**About this task**
Locate the string "single" in the records below. Copy every line where it occurs.

**Material shown**

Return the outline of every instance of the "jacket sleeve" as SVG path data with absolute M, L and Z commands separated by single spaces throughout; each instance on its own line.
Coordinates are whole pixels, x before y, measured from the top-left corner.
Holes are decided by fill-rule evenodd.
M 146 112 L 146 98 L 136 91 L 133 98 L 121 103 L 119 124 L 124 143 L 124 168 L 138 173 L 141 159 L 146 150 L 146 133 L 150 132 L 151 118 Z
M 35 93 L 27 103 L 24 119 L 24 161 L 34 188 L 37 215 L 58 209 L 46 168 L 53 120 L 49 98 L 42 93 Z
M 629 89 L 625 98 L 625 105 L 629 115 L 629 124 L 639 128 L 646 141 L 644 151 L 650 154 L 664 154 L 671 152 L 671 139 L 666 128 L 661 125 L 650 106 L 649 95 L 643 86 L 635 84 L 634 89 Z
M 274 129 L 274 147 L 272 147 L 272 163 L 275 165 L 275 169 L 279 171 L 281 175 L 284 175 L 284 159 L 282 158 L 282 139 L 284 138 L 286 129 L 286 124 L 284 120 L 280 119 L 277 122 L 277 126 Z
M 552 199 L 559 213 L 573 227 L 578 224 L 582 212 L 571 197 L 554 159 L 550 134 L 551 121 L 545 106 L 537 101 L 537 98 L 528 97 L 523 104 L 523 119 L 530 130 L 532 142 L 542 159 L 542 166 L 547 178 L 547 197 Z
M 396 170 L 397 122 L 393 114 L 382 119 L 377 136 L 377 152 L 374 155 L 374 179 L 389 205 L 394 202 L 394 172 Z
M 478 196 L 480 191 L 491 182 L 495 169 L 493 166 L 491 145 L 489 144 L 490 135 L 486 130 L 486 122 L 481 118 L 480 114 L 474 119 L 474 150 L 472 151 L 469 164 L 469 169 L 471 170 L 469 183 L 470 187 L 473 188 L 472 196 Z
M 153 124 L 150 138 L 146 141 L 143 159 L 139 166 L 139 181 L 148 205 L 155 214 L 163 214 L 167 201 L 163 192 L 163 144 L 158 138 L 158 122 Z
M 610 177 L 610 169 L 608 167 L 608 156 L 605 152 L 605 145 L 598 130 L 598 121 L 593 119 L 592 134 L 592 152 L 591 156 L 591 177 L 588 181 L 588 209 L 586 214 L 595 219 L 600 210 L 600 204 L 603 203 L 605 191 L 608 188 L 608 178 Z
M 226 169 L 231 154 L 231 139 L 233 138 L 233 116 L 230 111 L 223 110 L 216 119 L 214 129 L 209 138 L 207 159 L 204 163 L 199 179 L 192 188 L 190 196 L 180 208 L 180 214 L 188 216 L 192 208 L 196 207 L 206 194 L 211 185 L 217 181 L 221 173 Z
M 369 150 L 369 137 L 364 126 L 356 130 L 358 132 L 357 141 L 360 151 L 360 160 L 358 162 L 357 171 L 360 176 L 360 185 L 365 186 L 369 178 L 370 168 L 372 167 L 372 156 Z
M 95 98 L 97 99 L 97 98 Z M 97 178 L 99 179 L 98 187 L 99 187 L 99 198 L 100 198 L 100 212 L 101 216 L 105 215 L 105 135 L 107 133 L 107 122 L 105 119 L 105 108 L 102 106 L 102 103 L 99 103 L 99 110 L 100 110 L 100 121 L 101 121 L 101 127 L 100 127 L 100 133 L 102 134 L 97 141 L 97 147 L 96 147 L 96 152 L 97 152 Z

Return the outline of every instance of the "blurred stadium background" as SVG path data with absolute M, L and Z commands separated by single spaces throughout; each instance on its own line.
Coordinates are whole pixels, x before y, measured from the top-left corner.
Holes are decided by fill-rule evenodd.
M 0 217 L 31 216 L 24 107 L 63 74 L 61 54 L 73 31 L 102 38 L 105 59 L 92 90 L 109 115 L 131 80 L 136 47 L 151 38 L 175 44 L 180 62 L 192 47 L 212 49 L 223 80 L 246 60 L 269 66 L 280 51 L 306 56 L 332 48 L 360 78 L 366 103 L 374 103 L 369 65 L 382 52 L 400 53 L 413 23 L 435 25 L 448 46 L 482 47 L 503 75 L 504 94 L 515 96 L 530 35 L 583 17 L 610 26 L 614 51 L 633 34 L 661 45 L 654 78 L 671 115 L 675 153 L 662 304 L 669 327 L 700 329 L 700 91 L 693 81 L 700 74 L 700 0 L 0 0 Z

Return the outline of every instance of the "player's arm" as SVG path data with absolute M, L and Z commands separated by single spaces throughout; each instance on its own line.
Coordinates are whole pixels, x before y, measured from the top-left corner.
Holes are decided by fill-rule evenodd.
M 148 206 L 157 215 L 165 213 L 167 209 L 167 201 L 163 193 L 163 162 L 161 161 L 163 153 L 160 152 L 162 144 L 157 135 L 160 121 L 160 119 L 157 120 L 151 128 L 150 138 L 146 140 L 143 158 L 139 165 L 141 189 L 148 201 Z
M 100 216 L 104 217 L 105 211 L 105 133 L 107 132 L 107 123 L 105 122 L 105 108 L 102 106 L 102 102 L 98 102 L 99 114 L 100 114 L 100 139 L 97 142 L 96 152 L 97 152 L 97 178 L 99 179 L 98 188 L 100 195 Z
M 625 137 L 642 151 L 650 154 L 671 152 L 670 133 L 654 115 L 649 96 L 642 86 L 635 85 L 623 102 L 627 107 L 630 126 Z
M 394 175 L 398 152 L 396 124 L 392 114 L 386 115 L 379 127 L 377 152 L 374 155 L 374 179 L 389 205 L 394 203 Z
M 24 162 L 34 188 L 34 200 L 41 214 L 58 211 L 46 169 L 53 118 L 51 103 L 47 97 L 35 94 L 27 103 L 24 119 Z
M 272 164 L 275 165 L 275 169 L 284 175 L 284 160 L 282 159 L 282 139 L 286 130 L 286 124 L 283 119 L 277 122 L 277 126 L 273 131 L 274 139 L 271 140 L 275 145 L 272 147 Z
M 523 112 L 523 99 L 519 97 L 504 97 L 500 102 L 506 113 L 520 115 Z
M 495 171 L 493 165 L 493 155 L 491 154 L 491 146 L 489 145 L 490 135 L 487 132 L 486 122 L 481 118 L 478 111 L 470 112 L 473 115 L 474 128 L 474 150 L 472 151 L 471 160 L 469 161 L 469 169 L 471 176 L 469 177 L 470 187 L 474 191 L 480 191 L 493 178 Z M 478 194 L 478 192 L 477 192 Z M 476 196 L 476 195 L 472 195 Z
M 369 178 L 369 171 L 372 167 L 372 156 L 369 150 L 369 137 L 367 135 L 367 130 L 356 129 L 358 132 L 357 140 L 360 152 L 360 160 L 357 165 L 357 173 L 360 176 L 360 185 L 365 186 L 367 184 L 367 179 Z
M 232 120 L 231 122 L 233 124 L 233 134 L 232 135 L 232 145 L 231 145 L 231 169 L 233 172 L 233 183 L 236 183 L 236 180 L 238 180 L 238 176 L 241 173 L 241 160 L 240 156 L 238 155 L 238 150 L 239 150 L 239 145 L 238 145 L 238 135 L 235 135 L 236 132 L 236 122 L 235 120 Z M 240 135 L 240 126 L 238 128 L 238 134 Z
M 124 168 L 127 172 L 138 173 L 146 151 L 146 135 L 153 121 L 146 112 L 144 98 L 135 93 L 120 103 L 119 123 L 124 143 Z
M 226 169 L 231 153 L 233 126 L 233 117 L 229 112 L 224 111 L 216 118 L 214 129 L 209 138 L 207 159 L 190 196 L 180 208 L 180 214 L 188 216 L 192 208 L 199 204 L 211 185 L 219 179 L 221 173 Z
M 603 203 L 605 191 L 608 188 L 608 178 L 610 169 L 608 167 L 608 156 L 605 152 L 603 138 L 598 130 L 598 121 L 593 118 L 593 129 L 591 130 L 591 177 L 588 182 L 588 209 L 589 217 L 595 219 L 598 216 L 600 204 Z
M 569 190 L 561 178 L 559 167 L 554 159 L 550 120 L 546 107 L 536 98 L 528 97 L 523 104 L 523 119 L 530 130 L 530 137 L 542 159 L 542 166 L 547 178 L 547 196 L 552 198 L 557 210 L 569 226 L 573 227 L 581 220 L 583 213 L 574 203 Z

**Answer box**
Return the outline of every instance of the "jacket sleeve" as SVG path data with absolute M, L and Z commands separated by single spaces throughout; each instance on its own line.
Return the outline of every instance of the "blurred stadium background" as SVG path data with absolute M, L and Z commands separated by single spaces throughout; each instance on its own line.
Return the outline of every instance of the "player's arm" as SVG path data with absolute M, L and Z commands separated by single spaces throughout; each instance on its own line.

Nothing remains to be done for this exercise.